• YOUR GOAL:
Copy out each line of the listing below where the string "jacket" appears.

• DATA TO USE:
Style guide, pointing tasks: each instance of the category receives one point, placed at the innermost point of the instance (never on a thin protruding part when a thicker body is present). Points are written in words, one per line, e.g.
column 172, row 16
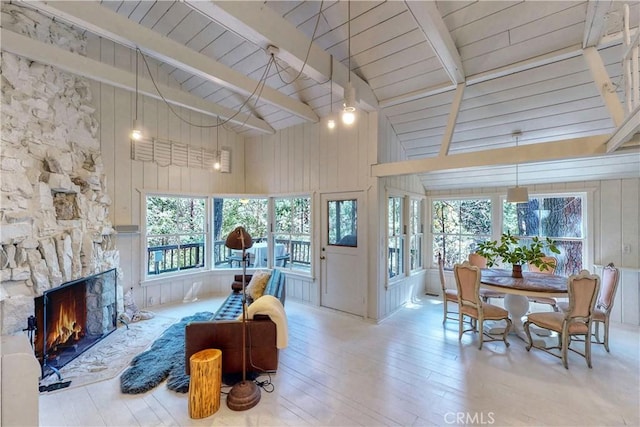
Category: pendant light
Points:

--

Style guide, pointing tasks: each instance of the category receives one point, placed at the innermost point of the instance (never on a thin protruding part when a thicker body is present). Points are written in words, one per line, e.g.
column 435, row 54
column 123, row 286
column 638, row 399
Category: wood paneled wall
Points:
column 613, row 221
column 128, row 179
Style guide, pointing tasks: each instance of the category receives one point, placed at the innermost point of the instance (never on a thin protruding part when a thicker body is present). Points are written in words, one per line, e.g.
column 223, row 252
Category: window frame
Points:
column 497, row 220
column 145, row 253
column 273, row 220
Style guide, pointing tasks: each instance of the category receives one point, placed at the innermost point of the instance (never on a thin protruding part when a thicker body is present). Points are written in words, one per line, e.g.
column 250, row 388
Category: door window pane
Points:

* * *

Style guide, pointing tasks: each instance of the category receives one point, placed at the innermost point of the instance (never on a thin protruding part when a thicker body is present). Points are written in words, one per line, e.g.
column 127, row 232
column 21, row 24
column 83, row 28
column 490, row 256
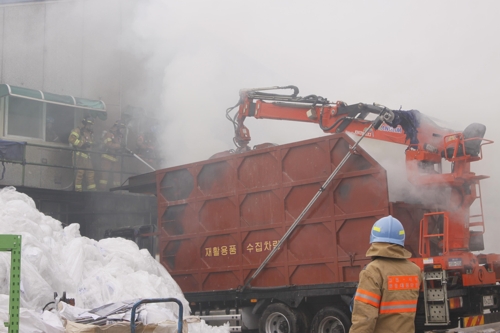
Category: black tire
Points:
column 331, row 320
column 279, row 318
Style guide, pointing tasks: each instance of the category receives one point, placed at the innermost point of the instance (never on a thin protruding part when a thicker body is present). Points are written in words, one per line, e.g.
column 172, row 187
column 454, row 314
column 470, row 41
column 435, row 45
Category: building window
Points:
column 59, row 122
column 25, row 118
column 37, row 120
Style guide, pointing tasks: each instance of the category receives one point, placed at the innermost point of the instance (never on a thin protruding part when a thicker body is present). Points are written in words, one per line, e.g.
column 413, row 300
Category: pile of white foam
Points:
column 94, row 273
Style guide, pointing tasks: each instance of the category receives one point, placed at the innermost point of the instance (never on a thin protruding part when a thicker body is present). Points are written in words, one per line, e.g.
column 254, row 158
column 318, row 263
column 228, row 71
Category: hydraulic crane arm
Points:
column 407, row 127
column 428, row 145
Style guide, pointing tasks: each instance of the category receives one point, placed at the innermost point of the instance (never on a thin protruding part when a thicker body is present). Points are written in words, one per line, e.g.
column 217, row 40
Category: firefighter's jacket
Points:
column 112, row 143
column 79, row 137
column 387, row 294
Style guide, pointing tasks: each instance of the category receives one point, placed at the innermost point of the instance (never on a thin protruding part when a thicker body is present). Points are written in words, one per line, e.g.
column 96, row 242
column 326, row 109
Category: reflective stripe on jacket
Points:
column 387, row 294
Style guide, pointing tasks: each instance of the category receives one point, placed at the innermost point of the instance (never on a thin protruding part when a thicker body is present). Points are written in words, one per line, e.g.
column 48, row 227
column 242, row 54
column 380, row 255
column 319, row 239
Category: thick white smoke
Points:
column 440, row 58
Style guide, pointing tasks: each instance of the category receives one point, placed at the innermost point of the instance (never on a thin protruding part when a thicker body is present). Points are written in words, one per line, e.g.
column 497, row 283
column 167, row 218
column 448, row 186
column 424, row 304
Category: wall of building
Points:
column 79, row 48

• RESULT OF THE EXERCISE:
Category: firefighter's jacket
Category: reflective stripe on jacket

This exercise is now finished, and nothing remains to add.